--- BEGIN Selection ---

However, despite these fundamental parallels between the nature and purpose of learning, as similarly defined by the Montessori curriculum and theories related to constructivism, there exist some differences. One key example exists between the role of play in the classroom. Montessori vehemently disagreed that the nature and orientation of students’ self-directed learning coincided with Piaget's theory of meaningful play (Lillard, 2013). Montessori characterized the activities that children took up during and while in their learning environment as: “work.” Cognitive constructivists such as Piaget would argue that not only is this self-direction a type of play, but also that play also serves a prerequisite to higher levels of executive functioning as the child matures (Piaget, 1969). Brooks and Brooks (1999) offered yet another basis of disagreement between Montessorians and constructivists, via their description of the dynamics of the constructivist classroom. The constructivist classroom is one in which the teacher is principally concerned with making students' life experiences relate to predetermined standards and learning objectives. In a Montessori classroom, the teacher serves as the conscientious facilitator of knowledge as the destination of the learning cycle is not predetermined. The constructivist approach to the learning cycle requires that teachers “pose problems of emerging relevance”; the Montessorian method allows problems to unfold authentically (Brooks & Brooks, 1999, ix). Constructivism traditionally exists within the behaviorally oriented, or traditional classroom, in which personal modifications to the theory abound. As such, the theory of constructivism resides in classrooms as an instructional approach as opposed to a way of learning and knowing.
Though, while there are some differences between the perspectives and aims of Montessori and constructivist methods, the authors believe these differences to be cursory and not fundamentally incongruous. Moreover, due to the epistemological and axiological foundations of both the Montessori approach and constructivist ideology, in conjunction with the practical pedagogical applications of constructivist theories, the authors contend that the Montessori method, and therefore, Montessori education, is most closely aligned to and underpinned by the constructivist learning theory.
Why it is Important to Conduct this Review
As previously described in the section elucidating the paucity of Montessori meta-analyses, there have been several narrative reviews related to the quality of Montessori education for academic and social outcomes for primary children (e.g., Boehnlein, 1988, 2001; Jones, 2005; Murray, 2010). However, to our knowledge, there has not been a recent and comprehensive meta-analysis of Montessori education or a meta-analysis done with the intention of describing the purported effects of Montessori education on these same outcomes.

--- END Selection ---

Challenge A:
In the Montessori and constructivism passage, rewrite the stretch that begins with "Though, while there" and ends with "constructivist learning theory.", swapping "cursory" for "superficial".

--- BEGIN Data in this exercise ---

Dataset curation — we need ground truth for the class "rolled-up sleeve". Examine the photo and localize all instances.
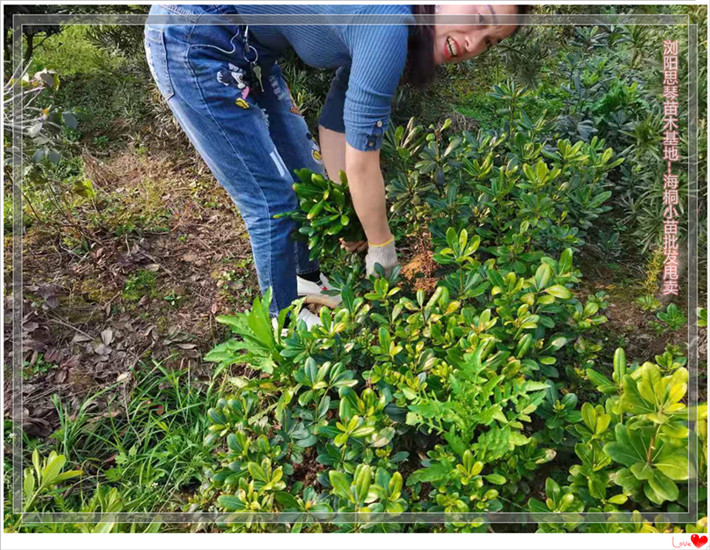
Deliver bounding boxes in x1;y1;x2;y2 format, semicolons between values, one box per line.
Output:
343;25;409;151
318;66;350;134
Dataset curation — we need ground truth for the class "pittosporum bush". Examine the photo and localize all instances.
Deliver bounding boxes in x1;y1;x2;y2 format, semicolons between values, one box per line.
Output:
206;115;704;531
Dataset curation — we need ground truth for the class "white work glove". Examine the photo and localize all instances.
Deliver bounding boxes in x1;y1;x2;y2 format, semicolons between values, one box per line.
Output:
365;238;399;277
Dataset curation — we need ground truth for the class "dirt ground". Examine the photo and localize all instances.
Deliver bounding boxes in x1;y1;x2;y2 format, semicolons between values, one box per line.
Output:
4;141;258;436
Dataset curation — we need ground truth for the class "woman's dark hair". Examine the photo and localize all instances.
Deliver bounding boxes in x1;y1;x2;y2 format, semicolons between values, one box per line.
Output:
403;4;532;89
404;4;436;88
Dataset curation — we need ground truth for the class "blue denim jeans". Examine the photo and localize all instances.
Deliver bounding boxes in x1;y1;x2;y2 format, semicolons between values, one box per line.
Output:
145;5;325;315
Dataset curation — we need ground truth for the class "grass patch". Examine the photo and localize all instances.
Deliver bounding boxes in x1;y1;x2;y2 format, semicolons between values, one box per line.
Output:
123;269;158;302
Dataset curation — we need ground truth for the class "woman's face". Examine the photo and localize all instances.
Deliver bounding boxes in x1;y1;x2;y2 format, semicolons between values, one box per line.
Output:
434;4;518;65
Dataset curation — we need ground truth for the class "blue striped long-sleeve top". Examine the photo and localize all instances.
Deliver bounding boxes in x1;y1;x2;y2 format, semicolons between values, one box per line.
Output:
233;4;414;151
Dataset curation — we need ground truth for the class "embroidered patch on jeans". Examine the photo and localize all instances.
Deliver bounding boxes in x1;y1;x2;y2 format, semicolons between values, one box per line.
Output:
269;74;290;101
288;92;303;116
217;63;249;100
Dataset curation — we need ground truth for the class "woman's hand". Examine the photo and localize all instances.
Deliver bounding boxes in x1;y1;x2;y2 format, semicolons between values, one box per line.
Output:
340;239;367;254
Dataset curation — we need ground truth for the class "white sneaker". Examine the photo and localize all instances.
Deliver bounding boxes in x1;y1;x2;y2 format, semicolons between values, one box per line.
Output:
296;273;342;307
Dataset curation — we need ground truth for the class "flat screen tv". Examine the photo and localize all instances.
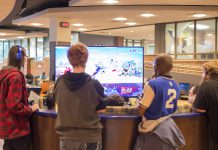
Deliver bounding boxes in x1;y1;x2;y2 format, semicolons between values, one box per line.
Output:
179;83;190;95
55;46;144;97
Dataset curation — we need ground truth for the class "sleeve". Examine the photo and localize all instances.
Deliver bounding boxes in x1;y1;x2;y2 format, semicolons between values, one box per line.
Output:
92;80;107;110
193;85;208;110
139;82;155;109
6;75;32;115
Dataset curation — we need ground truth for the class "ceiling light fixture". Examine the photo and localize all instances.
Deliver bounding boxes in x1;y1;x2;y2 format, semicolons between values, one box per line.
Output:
73;23;83;27
77;28;87;31
102;0;118;4
125;22;137;26
193;14;207;18
188;24;210;30
114;17;127;21
17;36;25;39
0;33;6;36
141;14;154;18
31;22;42;26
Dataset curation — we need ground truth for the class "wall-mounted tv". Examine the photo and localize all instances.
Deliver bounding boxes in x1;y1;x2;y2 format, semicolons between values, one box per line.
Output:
55;46;144;97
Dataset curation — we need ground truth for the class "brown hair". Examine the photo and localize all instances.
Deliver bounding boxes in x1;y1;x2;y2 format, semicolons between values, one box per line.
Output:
8;45;26;70
67;43;88;67
203;61;218;79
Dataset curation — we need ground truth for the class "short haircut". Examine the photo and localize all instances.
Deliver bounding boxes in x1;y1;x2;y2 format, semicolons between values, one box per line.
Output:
67;43;88;67
203;60;218;79
8;45;26;70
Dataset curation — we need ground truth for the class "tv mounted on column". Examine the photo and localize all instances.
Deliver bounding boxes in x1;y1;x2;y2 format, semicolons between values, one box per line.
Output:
55;46;144;98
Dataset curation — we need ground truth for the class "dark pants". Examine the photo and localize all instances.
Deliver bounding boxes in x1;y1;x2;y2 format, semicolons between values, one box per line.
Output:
3;135;31;150
60;139;102;150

--- END Data in this exercise ---

Challenge B:
How many lines of the entries contain the string "jeans"? Give only the number.

Worked solution A:
Though, while there are some differences between the perspectives and aims of Montessori and constructivist methods, the authors believe these differences to be superficial and not fundamentally incongruous. Moreover, due to the epistemological and axiological foundations of both the Montessori approach and constructivist ideology, in conjunction with the practical pedagogical applications of constructivist theories, the authors contend that the Montessori method, and therefore, Montessori education, is most closely aligned to and underpinned by the constructivist learning theory.

Worked solution B:
2